ACTIVITY => Somewhere below are a line with "pixel 223 571" and a later line with "pixel 215 559". Output exactly those lines and all lines between them.
↓
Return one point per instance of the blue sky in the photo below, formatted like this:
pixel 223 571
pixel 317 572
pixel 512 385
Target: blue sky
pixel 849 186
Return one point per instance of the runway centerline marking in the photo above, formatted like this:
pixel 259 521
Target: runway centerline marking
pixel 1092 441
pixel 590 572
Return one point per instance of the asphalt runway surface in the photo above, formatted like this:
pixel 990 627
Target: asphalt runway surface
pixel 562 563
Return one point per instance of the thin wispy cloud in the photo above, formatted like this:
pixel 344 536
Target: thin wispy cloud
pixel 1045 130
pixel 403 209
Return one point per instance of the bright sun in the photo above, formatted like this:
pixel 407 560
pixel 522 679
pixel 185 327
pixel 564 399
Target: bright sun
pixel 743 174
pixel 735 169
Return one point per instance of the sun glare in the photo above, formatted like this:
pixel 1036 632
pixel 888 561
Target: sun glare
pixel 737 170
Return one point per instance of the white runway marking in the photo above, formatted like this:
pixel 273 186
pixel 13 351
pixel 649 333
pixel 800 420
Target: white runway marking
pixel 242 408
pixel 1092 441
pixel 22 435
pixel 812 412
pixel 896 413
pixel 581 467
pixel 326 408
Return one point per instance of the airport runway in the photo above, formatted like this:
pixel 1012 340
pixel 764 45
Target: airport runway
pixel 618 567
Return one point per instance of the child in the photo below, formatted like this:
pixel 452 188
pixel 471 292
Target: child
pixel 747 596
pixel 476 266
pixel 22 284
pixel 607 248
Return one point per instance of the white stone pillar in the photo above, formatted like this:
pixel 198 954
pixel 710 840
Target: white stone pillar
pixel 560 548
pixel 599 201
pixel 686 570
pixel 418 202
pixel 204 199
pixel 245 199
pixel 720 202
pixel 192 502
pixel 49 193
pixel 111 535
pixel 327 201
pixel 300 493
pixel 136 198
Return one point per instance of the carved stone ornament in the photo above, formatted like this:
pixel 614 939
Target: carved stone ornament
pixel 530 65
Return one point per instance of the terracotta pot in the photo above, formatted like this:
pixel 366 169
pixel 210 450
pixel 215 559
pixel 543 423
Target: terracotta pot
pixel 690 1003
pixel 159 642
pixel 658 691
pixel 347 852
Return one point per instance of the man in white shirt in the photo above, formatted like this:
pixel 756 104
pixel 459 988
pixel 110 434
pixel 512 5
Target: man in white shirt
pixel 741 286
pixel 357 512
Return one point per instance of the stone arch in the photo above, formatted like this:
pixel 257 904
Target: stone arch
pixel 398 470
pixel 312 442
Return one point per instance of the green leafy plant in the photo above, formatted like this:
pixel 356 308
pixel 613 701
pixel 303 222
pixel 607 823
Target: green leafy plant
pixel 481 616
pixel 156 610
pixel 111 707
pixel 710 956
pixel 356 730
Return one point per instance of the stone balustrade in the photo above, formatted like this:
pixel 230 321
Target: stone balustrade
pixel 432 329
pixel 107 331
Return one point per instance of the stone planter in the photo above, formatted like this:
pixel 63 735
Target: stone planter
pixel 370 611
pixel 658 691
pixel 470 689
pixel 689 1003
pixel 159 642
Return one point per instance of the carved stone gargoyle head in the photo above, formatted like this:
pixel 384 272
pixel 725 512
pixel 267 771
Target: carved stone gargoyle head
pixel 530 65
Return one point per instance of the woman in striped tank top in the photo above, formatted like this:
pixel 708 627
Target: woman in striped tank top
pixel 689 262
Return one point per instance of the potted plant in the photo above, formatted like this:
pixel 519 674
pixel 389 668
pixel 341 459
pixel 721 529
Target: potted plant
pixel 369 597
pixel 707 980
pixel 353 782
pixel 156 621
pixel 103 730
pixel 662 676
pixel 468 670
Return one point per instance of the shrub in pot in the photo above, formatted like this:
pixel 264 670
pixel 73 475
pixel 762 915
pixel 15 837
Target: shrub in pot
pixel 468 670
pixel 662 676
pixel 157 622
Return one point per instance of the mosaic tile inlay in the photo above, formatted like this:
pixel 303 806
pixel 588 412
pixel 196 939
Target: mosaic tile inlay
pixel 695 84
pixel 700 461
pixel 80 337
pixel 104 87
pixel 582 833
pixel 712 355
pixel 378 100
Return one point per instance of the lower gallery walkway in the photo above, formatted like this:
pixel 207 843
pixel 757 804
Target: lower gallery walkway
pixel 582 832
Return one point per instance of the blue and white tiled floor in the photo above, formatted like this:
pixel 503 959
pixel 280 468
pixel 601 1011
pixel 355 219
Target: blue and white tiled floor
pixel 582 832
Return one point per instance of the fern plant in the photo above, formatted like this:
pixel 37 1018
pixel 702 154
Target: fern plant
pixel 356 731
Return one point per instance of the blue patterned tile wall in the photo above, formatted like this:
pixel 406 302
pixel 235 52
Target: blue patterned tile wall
↑
ANSWER BOX =>
pixel 223 571
pixel 317 572
pixel 512 385
Target: blue sky
pixel 849 186
Return one point per instance of the runway centerline marking in the photo above, formatted like this:
pixel 259 521
Target: runway centerline marking
pixel 1092 441
pixel 590 572
Return one point per instance of the asphalt runway surface in the photo above, formatted like this:
pixel 990 627
Target: asphalt runway surface
pixel 562 563
Return one point per instance of the thin wispy cloud in the photo above, formatted like this:
pixel 344 536
Target: thin wispy cloud
pixel 1045 130
pixel 403 209
Return one point per instance of the bright sun in the photo above, formatted like this:
pixel 407 560
pixel 522 679
pixel 185 327
pixel 564 399
Target: bright sun
pixel 743 174
pixel 735 169
Return one point per instance of the sun glare in the photo above, formatted like this:
pixel 1036 632
pixel 888 561
Target: sun glare
pixel 737 170
Return one point per instance of the white runway marking in the photo above, formatted like this:
pixel 273 186
pixel 13 351
pixel 649 333
pixel 800 420
Target: white runway marking
pixel 242 408
pixel 1092 441
pixel 22 435
pixel 812 412
pixel 896 413
pixel 581 467
pixel 326 408
Return one point per instance of the airport runway in the photo above, formatted like this:
pixel 1012 340
pixel 764 45
Target: airport runway
pixel 618 567
Return one point per instance of the child in the photo below, formatted like this:
pixel 452 188
pixel 471 292
Target: child
pixel 747 596
pixel 476 266
pixel 22 284
pixel 607 248
Return one point per instance of the white stone pillar in the photo above, formatted like this:
pixel 198 954
pixel 710 840
Target: white stone pillar
pixel 560 548
pixel 599 201
pixel 686 570
pixel 418 202
pixel 204 199
pixel 245 199
pixel 720 202
pixel 192 502
pixel 49 193
pixel 111 535
pixel 327 201
pixel 300 493
pixel 136 198
Return one point per instance of the carved stone ornament in the photo above, formatted like this:
pixel 614 939
Target: carved stone ornament
pixel 530 65
Return one point per instance of the terracotta pot in the photo above, formatted like this:
pixel 366 169
pixel 210 450
pixel 215 559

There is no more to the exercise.